Tasks to complete:
1 – Decide whether each statement agrees with the article on defensive medicine: (a) In Medscape's Ethics Report 2014, a significant percentage of physicians indicated they would or might practice defensive medicine to protect themselves. (b) The article says referring patients to specialists rarely benefits them. (c) Malpractice experts say doctors are usually certain which factor most influenced their decision. For each, answer yes or no and quote the deciding words of the article.
2 – Resume the article on defensive medicine after its last sentence, keeping its subject and tone.

Reading passage:

Start of Block

Does 'Defensive' Medicine Differ From 'Careful' Medicine?

Mark Crane

Disclosures

March 10, 2015

In This Article

The Lawsuit Danger Is Real

Defensive medicine is the bogeyman that drives up healthcare costs—and drives doctors crazy. Is a test or procedure necessary to find the right diagnosis and treatment plan? Is it for financial gain? Or is the doctor mainly trying to protect himself from a plaintiff's attorney attacking him years later if there's a poor outcome?

The decision to order a specific test or perform a procedure can be any of those, or a combination of all three. Often, the doctor himself isn't sure which factor influenced him the most, malpractice experts say.

What motivates a physician to order a specific test? Ruling out serious problems and referral to specialists often benefits patients, gives them peace of mind, and can be justified. But to what extent is the doctor's decision influenced by fear of being sued?

In Medscape's Ethics Report 2014, a significant percentage of physicians noted that they would or might engage in defensive medicine to protect themselves. When asked, "Would you ever perform a procedure that may not be medically warranted because of malpractice fears?" 20% responded "yes," 24% said "it depends," and 56% said "no." In Medscape's 2010 survey, only 16% responded "yes" to that question.

End of Block

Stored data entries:
Start of Block

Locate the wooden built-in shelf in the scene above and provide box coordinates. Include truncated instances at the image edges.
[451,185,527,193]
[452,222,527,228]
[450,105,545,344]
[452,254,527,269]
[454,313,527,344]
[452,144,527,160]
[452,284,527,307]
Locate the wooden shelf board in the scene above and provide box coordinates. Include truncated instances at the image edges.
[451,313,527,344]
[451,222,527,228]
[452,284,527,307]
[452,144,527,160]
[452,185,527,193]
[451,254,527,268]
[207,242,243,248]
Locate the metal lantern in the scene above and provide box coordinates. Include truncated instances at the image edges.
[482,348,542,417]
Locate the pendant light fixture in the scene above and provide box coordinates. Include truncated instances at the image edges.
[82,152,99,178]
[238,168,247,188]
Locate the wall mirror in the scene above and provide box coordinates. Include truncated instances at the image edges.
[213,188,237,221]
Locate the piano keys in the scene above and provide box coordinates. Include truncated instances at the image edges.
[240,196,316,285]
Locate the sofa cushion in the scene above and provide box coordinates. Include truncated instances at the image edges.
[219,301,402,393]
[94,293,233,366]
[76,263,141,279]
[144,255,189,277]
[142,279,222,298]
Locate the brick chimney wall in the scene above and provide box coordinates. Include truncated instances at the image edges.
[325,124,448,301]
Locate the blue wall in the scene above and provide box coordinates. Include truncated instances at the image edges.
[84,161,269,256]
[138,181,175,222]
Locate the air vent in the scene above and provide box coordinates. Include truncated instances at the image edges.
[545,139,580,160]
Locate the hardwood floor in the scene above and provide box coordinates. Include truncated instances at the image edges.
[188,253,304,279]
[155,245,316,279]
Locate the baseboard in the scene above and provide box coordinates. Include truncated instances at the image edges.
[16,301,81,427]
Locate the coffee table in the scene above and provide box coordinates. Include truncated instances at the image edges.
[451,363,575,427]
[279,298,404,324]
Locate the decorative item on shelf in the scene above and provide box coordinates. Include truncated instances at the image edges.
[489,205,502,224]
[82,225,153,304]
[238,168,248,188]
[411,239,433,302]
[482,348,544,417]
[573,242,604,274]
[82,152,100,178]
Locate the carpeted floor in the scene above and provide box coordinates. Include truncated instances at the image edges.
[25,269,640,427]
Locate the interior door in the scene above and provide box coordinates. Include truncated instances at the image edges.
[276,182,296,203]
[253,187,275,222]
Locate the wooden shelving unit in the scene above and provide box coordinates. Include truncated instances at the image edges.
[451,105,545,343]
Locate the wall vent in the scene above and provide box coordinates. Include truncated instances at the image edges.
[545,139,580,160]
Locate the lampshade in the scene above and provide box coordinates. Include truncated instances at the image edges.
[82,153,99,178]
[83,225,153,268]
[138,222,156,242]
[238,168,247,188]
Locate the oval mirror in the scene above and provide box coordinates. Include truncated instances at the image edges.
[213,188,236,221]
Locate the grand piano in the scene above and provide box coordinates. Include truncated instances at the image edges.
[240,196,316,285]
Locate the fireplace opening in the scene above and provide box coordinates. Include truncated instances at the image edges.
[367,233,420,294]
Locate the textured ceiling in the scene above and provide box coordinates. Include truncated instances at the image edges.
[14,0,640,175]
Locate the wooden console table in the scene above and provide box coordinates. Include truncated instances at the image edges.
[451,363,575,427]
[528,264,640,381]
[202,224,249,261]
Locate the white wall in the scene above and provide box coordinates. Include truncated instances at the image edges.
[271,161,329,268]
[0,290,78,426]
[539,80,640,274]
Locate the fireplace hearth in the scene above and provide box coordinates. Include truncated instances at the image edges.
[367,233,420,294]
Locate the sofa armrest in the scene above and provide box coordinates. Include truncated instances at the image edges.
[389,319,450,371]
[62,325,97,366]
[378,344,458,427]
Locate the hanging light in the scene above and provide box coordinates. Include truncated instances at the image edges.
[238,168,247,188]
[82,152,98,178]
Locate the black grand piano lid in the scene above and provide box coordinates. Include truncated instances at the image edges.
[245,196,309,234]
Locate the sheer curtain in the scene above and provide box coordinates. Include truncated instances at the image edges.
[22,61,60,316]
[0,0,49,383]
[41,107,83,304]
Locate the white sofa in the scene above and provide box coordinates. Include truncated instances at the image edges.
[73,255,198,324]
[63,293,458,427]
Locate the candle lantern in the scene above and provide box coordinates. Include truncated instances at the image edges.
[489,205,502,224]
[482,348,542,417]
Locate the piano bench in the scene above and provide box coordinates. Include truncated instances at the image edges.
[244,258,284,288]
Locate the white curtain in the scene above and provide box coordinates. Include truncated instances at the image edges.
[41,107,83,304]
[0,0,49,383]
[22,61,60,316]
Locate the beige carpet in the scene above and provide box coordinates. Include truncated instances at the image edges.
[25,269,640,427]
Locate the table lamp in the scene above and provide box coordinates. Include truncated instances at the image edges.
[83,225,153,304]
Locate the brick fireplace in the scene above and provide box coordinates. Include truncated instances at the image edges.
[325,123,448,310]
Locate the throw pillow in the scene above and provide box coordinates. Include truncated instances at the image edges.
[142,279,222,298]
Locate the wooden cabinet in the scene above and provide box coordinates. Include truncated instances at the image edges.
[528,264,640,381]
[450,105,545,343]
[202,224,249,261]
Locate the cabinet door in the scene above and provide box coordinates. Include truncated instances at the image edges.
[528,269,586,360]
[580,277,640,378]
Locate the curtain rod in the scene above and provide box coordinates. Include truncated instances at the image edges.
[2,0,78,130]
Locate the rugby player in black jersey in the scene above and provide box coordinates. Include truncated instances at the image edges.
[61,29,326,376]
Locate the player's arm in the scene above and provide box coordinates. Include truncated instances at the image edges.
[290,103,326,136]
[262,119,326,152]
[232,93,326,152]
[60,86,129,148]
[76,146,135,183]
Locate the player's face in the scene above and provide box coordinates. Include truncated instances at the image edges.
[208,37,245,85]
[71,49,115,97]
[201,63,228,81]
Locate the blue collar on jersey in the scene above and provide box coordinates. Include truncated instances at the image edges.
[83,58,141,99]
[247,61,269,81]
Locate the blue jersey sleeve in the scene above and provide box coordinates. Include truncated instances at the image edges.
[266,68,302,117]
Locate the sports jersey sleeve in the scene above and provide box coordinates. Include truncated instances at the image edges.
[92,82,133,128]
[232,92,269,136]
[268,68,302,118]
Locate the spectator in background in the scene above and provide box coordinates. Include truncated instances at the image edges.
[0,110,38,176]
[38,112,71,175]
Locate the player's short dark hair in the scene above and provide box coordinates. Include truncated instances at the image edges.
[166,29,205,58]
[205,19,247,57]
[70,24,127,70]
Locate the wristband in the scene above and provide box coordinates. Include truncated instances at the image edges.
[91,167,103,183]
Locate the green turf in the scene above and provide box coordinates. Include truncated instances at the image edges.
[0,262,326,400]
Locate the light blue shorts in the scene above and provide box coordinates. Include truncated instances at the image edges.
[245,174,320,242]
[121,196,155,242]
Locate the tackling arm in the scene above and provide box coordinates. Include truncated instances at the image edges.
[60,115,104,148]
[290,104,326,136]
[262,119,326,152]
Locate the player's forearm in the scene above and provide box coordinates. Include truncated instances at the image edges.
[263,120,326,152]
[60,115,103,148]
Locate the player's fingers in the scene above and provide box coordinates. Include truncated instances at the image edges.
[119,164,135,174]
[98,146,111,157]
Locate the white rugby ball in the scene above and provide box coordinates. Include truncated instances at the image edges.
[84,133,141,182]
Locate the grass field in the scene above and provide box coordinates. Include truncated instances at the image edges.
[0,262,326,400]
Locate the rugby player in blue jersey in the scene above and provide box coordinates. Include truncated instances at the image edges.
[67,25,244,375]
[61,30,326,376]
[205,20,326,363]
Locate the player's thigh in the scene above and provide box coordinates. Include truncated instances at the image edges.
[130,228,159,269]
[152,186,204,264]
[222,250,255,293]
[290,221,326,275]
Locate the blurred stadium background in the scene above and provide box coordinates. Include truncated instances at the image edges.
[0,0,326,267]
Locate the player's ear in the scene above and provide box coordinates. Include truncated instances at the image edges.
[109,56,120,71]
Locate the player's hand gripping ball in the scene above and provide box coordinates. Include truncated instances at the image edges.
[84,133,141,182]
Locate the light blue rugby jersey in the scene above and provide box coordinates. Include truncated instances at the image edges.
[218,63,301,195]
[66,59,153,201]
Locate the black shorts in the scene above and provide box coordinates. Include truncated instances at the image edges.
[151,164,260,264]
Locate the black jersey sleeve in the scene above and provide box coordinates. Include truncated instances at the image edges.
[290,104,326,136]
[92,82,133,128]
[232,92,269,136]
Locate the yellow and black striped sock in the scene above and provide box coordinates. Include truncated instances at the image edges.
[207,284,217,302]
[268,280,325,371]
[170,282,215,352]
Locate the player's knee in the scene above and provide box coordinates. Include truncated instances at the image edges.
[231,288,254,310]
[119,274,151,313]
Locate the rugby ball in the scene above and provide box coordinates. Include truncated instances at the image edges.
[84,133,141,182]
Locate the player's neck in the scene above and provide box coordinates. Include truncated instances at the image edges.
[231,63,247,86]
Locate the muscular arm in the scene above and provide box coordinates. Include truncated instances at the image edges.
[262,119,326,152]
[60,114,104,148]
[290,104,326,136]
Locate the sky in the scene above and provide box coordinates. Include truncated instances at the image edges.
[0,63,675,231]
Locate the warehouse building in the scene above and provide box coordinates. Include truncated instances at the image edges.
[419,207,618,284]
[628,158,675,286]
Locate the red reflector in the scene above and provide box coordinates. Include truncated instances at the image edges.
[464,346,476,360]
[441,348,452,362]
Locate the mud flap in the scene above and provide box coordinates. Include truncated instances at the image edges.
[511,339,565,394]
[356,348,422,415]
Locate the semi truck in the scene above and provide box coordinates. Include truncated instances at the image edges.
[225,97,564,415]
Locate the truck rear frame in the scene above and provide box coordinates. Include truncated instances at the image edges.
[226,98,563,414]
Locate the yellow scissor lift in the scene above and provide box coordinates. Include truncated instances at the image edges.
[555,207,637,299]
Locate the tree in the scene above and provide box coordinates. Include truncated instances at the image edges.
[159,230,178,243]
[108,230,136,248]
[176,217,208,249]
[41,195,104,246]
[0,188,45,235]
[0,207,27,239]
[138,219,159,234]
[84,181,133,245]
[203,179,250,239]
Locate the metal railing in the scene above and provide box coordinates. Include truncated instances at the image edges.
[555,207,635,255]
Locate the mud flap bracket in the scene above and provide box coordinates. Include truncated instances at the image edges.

End of Block

Task-by-task answers:
1 –
(a) Yes: "In Medscape's Ethics Report 2014, a significant percentage of physicians noted that they would or might engage in defensive medicine to protect themselves."
(b) No: "Ruling out serious problems and referral to specialists often benefits patients, gives them peace of mind, and can be justified."
(c) No: "Often, the doctor himself isn't sure which factor influenced him the most, malpractice experts say."

2 –
Some years ago, the US Congress Office of Technology Assessment defined defensive medicine as: "When doctors order tests, procedures, or visits, or avoid high-risk patients or procedures primarily (but not necessarily solely) to reduce their exposure to malpractice liability."

"Defensive medicine is pervasive, insidious, and incredibly expensive, and it contributes nothing to improved outcomes," says Richard E. Anderson, MD, an oncologist and CEO of The Doctors Company, the nation's largest physician-owned professional liability insurer. "It is a fundamental driver of the cost of healthcare in America, but it will not be eradicated without fundamental changes in medicolegal jurisprudence. Any adverse result is subject to litigation, regardless of its cause or the standard of care."

Evidence-based guidelines have reduced excess testing around the world. For example, the Ottawa ankle rules, established in 1992, help physicians decide whether a patient with foot or ankle pain should get an x-ray to diagnose a possible fracture. Before the rules, an estimated 80%-95% of patients with ankle injuries would have undergone imaging, even though only 15% of x-rays were positive for fracture. When these well-regarded rules are followed, they significantly reduce unnecessary costly x-rays by as much as 36%, according to several studies.

Yet as one skeptical internist from North Carolina quipped at a recent medical conference, "It may be the patient's ankle. But it's my career. I'll do the x-ray."